**INPUT FOR THIS TASK**

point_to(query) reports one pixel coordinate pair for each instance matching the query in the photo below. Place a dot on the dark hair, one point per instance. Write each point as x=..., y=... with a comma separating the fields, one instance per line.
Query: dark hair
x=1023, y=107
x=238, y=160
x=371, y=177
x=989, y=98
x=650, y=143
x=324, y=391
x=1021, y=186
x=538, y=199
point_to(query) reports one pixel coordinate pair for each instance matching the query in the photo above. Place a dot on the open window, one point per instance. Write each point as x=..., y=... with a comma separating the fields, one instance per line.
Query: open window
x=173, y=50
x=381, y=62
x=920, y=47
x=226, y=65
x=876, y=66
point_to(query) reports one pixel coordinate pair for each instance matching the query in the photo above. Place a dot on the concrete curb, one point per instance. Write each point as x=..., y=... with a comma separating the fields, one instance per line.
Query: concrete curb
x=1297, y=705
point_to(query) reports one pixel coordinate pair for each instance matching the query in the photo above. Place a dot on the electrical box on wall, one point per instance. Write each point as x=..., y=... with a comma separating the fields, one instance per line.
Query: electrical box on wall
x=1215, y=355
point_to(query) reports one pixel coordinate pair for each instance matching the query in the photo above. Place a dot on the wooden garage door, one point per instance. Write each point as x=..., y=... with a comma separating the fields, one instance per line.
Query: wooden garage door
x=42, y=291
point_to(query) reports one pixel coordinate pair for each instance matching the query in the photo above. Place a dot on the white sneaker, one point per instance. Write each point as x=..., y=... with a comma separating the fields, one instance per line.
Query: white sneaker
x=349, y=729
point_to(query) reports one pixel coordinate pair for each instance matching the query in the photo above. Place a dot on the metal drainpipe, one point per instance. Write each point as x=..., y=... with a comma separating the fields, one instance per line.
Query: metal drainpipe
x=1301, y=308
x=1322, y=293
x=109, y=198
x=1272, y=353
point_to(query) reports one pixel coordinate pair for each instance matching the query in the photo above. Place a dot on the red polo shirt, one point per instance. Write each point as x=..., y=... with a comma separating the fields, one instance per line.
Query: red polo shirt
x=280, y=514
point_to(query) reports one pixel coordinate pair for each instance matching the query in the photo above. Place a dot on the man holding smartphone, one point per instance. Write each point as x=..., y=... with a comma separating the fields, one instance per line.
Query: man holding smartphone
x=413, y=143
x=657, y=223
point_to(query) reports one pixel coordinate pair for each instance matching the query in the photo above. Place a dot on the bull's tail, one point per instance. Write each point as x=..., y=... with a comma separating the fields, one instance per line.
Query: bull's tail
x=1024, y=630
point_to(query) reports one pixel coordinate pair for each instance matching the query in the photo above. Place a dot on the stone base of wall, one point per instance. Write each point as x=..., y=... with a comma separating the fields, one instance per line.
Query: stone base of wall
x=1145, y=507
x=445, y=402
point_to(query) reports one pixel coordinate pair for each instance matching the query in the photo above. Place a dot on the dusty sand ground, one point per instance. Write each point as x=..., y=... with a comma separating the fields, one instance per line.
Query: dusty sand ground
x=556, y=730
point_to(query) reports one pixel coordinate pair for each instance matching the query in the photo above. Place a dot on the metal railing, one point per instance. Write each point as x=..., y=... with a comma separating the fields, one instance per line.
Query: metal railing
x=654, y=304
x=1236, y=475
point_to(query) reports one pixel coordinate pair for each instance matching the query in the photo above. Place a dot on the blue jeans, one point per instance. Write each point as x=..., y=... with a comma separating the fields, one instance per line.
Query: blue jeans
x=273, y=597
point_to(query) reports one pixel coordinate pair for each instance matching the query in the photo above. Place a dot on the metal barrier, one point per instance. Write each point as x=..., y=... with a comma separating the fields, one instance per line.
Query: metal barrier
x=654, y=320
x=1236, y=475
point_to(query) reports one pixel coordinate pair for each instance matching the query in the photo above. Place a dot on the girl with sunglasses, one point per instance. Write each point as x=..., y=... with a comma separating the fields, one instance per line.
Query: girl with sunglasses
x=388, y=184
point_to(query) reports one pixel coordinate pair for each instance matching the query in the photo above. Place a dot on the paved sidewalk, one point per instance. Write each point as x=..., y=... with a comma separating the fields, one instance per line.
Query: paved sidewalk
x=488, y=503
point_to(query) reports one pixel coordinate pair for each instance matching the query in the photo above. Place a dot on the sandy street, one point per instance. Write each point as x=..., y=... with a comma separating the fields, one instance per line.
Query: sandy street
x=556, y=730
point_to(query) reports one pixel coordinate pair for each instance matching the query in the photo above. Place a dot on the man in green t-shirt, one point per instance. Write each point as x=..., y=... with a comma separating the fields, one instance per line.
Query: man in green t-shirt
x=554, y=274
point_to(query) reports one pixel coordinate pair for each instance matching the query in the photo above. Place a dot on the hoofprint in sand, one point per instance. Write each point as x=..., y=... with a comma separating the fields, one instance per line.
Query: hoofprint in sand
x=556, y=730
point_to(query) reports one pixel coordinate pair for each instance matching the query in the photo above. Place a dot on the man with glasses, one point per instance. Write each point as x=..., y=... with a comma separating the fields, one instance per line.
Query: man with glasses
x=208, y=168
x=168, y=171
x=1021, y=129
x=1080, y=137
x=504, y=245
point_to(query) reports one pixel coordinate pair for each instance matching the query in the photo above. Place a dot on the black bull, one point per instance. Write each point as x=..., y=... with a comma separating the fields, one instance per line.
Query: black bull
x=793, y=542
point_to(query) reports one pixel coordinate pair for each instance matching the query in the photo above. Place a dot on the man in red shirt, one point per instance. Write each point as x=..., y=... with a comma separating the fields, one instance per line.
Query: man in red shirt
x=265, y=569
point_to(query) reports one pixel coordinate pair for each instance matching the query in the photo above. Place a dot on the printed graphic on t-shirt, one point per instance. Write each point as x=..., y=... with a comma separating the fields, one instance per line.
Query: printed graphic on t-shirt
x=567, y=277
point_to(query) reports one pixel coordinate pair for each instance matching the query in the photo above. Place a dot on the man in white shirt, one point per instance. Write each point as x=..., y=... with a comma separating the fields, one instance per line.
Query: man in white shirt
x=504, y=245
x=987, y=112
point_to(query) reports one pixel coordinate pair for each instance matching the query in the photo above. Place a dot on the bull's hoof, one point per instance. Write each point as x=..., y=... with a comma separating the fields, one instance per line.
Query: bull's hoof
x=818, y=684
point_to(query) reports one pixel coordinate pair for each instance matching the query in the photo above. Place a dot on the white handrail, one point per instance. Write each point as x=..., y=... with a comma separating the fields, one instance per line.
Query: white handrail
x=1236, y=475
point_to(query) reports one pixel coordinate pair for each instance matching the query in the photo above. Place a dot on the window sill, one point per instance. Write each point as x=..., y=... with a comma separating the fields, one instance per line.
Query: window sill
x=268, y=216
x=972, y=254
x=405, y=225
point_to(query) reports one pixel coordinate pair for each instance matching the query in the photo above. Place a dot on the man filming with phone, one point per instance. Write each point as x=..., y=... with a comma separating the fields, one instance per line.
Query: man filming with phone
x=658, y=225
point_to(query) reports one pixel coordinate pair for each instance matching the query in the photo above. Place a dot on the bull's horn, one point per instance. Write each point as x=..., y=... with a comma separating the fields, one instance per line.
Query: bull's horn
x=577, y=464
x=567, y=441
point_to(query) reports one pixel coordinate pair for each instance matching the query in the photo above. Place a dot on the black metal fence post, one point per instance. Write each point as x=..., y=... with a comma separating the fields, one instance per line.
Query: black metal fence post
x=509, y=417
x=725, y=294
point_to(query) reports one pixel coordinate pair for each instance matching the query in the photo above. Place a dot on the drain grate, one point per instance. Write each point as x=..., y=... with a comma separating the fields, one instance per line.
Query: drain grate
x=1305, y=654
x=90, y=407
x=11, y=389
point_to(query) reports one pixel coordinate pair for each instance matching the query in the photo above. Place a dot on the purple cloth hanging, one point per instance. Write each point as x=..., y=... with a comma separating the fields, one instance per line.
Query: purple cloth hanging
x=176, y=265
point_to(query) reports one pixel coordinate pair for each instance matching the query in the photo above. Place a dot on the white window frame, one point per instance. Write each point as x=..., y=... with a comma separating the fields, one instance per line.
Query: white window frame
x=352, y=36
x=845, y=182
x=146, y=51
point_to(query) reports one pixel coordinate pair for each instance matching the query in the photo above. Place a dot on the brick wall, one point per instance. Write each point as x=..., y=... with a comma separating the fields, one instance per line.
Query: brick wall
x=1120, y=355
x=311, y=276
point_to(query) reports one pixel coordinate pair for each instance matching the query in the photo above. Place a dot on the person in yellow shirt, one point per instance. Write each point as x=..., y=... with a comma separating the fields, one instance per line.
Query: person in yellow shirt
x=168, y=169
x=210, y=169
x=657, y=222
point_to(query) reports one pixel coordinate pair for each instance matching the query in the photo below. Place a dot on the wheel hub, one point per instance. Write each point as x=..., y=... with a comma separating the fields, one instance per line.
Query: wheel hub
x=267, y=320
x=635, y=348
==
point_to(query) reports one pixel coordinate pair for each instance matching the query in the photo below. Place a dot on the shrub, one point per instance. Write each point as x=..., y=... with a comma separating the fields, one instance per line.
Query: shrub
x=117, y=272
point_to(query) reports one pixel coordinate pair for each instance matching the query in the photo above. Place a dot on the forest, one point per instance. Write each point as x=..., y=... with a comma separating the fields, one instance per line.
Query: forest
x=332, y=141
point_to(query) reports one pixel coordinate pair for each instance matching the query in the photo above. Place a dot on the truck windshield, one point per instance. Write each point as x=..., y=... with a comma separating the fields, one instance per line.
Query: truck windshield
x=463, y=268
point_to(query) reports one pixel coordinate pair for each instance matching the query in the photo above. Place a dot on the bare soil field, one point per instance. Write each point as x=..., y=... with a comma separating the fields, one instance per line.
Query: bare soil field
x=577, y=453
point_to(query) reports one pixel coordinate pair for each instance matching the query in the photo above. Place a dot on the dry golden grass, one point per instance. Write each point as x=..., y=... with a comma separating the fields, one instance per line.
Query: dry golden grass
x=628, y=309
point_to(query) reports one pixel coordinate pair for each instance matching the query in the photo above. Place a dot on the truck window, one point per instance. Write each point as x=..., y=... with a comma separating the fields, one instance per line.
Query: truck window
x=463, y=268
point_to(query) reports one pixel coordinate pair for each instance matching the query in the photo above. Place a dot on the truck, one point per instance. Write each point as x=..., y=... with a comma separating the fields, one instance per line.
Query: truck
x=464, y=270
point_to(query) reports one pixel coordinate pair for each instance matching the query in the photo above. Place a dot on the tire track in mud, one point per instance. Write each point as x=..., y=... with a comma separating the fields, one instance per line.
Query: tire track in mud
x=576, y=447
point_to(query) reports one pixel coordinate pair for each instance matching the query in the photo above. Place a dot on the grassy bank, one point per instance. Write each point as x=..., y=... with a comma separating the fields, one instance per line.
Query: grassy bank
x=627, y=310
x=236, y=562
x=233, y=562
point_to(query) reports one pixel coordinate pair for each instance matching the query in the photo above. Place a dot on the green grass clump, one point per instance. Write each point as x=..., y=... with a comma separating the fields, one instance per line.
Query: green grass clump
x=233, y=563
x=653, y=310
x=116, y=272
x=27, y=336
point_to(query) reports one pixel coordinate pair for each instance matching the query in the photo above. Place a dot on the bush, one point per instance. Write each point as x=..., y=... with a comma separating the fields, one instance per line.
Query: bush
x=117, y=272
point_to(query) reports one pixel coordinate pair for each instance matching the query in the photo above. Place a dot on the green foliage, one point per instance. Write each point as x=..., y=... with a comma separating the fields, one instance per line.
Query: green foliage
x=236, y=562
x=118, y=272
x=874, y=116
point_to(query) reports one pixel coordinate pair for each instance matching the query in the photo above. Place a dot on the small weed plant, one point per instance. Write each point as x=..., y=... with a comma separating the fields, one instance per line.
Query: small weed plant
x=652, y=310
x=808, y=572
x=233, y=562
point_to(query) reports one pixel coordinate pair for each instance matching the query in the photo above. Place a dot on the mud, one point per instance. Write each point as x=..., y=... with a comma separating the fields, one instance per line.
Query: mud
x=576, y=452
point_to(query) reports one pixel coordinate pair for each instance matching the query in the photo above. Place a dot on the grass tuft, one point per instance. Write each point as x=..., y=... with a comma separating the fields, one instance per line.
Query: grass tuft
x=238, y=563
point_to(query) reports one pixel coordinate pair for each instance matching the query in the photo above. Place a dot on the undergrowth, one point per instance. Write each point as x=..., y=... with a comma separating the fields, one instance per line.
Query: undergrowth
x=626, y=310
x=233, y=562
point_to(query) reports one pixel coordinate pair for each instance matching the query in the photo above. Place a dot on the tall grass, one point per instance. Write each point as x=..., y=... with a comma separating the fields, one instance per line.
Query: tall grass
...
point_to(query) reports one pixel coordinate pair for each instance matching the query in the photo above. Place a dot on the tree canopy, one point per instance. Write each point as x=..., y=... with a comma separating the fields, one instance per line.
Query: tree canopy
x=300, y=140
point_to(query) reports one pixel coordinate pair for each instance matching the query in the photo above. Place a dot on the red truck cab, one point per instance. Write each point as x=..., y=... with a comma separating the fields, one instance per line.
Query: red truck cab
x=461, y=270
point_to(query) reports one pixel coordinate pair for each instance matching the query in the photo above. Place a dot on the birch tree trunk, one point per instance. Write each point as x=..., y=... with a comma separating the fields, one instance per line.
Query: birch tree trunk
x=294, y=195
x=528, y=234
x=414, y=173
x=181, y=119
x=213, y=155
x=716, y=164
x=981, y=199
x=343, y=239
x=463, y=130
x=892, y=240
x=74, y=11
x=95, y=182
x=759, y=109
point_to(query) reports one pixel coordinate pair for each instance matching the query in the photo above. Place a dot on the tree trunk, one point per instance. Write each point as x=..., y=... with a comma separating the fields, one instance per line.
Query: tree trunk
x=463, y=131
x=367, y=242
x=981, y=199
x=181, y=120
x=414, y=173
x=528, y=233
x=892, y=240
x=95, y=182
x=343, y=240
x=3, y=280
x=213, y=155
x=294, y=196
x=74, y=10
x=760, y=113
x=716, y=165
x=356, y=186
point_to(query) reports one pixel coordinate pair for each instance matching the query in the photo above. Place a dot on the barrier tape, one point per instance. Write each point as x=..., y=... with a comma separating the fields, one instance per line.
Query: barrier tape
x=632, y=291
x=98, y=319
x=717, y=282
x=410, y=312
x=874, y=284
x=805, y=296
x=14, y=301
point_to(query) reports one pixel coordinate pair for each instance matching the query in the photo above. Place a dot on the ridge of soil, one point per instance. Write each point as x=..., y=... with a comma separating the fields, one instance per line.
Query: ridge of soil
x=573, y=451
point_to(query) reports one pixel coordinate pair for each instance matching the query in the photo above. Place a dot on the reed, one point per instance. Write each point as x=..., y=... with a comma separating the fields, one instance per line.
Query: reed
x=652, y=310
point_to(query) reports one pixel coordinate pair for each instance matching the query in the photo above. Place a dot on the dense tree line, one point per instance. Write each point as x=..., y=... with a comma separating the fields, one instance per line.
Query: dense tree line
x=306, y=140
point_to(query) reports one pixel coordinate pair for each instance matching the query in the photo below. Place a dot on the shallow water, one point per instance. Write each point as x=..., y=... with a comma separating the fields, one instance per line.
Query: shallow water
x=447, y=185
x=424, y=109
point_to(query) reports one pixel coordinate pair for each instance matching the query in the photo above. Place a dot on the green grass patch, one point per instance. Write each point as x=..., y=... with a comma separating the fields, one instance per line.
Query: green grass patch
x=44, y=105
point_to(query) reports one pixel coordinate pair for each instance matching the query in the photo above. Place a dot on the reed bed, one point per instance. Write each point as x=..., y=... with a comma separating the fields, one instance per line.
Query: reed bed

**TASK DIRECTIONS**
Collect every line above that contains the string "tail", and copy each of those lines in full.

**PROBLEM SOLUTION**
point_to(query) reports one pixel coordinate pair for each instance matching the query in the photo above. Place a dot on the bull's tail, one point per instance. Write each point as x=..., y=... with a comma separating the fields, one instance per line.
Query: bull's tail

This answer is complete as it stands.